* begin SELECTED TEXT *

Featured Slider

Strategies for Improving Children's Reading Skills


In our minds, we might imagine we've always known how to read. However, even if we've forgotten, learning to read was one of our earliest educational struggles. Slowly, we learned the letters, how they made words, and what those words meant. Along the way, some of us developed a lifelong love of books. We all need to learn to read, so it's best to start early.

Read Allowed

While it may seem counter-intuitive for teaching purposes, reading a story allowed to children gives them an incentive to start reading for themselves. Speaking the words reveals their inherent beauty and power. Stopping the story with a cliffhanger will have children clamoring to know the ending. Eventually, they'll take the initiative to find out on their own.

Be a Good Librarian

The secret to breeding active readers is keeping them interested. Gauge your readers' interests and guide them with popular titles appropriate to their preferred genre and age group.
Award-winning author Daniel Handler exemplifies this idea. Under the pen name Lemony Snicket, he created the bestselling "A Series of Unfortunate Events." These books spawned a film and, more recently, a Netflix series. Their legacy endures due to the memories of a generation of precocious preteens who were entertained and challenged as readers.

* end SELECTED TEXT *

| WRITTEN INSTRUCTION A |
Answer these questions from the article on children's reading skills:
(i) Under what pen name did Daniel Handler create "A Series of Unfortunate Events"?
(ii) What does stopping a story with a cliffhanger have children doing?
(iii) What does the article call the secret to breeding active readers?
| WRITTEN INSTRUCTION B |
Write out the part of the article on children's reading skills that opens with the words containing "Be a Good Librarian" and closes with "and age group.".

* begin STORED RECORDS *

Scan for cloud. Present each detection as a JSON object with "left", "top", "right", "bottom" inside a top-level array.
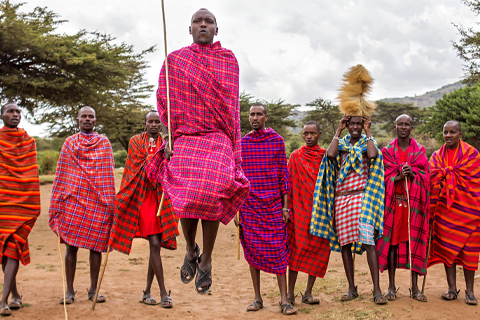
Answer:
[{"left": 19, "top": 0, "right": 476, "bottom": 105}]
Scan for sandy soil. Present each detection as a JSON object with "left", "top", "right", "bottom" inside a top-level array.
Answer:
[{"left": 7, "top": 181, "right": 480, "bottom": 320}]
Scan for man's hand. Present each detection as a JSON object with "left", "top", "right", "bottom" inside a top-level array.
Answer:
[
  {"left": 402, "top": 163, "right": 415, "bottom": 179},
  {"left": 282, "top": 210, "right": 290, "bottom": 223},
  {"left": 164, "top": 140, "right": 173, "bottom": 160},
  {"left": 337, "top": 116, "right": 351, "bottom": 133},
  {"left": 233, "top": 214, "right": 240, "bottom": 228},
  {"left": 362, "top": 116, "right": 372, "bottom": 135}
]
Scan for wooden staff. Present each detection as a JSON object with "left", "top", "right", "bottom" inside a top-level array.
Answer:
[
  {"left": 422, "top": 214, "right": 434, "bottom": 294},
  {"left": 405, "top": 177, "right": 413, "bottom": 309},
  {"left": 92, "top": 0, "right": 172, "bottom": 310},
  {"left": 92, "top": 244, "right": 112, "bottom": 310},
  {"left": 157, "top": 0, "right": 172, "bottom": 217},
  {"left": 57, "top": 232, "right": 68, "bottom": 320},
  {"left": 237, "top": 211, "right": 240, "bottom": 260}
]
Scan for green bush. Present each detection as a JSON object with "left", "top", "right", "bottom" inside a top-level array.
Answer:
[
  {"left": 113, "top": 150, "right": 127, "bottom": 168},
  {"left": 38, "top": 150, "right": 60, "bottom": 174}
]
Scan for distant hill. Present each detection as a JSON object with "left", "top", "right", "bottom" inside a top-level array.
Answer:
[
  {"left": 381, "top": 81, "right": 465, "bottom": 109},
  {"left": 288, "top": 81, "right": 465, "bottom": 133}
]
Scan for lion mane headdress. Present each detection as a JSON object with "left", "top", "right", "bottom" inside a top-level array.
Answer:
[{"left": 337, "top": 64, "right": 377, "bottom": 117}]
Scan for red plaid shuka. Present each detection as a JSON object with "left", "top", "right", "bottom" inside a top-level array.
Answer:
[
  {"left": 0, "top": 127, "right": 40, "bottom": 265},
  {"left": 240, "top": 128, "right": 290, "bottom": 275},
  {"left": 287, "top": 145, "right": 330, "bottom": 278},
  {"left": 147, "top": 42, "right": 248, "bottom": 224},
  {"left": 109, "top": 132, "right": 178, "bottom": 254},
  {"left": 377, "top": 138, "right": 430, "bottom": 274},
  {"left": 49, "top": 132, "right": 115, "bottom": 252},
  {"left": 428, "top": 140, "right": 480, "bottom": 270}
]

* end STORED RECORDS *
* begin STORED RECORDS *

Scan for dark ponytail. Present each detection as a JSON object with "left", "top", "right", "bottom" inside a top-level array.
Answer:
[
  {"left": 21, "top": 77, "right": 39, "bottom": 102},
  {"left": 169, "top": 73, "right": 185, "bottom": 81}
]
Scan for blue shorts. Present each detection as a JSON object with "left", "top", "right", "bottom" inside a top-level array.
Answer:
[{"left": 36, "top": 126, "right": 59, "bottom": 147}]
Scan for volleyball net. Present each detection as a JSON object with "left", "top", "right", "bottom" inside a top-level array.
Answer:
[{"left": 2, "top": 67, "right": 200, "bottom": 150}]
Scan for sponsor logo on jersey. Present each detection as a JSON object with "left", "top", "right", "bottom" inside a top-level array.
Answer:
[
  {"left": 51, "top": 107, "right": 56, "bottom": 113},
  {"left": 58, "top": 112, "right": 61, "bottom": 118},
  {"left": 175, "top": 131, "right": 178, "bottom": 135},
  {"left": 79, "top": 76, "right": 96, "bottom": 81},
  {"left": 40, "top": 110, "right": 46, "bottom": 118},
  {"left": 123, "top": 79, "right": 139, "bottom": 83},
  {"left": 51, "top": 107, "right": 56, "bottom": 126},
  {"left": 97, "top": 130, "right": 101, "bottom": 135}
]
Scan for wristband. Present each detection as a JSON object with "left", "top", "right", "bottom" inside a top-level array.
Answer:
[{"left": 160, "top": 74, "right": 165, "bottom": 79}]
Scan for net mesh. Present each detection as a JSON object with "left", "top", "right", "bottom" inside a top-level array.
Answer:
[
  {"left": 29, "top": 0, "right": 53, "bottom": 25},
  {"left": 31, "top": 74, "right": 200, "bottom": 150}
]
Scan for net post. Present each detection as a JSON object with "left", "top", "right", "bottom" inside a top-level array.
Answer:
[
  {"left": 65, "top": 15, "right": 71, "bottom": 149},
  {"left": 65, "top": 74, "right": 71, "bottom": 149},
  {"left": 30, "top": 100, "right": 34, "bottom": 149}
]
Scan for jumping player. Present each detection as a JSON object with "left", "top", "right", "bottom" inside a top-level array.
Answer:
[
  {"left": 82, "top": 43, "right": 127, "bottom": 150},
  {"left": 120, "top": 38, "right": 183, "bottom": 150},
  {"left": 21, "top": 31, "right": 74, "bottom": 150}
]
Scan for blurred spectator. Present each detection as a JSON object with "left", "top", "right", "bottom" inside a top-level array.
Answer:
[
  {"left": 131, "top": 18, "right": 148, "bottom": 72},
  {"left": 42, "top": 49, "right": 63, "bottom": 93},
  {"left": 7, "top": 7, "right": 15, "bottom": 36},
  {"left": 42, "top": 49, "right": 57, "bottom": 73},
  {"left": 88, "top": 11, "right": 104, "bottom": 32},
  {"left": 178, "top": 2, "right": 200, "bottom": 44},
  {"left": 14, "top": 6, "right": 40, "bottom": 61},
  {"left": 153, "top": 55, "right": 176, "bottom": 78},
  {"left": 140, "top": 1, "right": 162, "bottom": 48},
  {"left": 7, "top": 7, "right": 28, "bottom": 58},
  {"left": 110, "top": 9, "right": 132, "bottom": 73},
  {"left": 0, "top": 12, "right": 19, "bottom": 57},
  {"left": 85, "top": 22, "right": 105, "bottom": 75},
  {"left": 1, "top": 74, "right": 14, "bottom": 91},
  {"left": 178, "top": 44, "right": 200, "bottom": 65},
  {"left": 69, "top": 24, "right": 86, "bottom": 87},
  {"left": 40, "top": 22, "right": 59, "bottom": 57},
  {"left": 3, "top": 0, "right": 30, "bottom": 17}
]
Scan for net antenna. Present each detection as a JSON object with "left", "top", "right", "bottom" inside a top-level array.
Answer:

* end STORED RECORDS *
* begin STORED RECORDS *

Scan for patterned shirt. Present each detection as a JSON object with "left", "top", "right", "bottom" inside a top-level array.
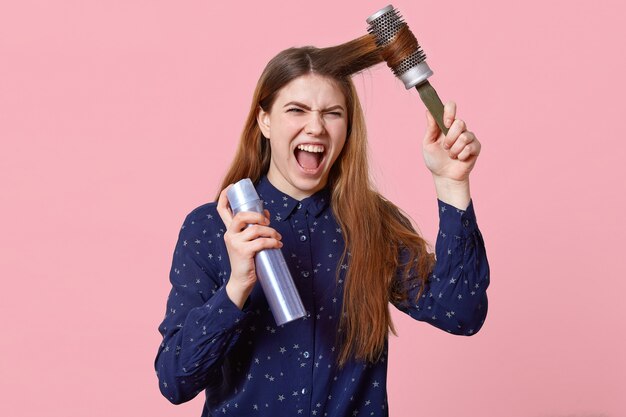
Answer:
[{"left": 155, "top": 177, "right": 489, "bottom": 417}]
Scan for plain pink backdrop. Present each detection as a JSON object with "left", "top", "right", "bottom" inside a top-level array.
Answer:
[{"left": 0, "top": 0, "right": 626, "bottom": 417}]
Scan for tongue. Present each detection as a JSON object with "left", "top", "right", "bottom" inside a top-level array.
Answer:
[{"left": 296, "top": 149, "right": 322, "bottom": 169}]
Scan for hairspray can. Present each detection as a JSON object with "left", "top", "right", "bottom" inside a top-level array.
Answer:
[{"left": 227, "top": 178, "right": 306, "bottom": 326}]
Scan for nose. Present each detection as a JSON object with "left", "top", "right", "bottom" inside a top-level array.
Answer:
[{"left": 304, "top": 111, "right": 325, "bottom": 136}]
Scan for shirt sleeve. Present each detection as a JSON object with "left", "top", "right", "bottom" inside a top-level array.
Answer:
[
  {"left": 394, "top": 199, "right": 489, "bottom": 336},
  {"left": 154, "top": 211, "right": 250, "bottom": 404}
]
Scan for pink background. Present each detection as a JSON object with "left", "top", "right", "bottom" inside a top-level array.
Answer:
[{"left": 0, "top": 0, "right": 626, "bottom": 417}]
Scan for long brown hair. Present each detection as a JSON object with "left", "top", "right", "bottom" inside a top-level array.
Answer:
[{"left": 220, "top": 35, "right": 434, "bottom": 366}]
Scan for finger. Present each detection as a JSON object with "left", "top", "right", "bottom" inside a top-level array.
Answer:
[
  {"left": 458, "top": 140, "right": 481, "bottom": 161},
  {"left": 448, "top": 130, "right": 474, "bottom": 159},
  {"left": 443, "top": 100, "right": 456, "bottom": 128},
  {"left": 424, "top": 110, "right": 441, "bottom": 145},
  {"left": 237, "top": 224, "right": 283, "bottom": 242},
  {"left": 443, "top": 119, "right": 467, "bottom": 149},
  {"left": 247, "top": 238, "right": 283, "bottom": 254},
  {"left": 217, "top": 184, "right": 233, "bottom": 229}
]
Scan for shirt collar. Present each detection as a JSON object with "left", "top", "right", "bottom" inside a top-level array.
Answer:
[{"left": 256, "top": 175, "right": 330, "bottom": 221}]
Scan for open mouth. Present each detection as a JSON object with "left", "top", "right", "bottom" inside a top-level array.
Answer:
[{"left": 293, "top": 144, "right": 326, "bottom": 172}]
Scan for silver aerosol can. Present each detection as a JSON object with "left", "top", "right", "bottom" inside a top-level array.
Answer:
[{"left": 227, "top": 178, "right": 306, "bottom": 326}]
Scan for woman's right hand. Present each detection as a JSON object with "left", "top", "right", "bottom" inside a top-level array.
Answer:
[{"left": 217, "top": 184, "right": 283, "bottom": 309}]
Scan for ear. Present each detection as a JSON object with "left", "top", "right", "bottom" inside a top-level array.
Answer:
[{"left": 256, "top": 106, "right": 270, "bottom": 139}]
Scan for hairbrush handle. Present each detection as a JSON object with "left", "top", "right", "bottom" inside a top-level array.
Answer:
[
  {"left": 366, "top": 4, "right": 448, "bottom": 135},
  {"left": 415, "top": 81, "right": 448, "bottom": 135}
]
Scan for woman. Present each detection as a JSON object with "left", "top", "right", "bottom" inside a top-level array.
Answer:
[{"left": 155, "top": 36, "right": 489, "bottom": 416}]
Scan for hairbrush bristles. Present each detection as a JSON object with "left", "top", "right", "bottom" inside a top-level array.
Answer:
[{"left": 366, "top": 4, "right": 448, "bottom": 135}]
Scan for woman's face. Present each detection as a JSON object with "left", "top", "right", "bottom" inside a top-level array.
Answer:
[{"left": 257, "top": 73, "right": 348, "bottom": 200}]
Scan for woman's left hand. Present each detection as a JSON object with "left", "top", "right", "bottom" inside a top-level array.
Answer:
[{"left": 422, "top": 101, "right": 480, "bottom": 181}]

* end STORED RECORDS *

| RESPONSE A |
(i) Lemony Snicket
(ii) Clamoring to know the ending
(iii) Keeping them interested

| RESPONSE B |
Be a Good Librarian

The secret to breeding active readers is keeping them interested. Gauge your readers' interests and guide them with popular titles appropriate to their preferred genre and age group.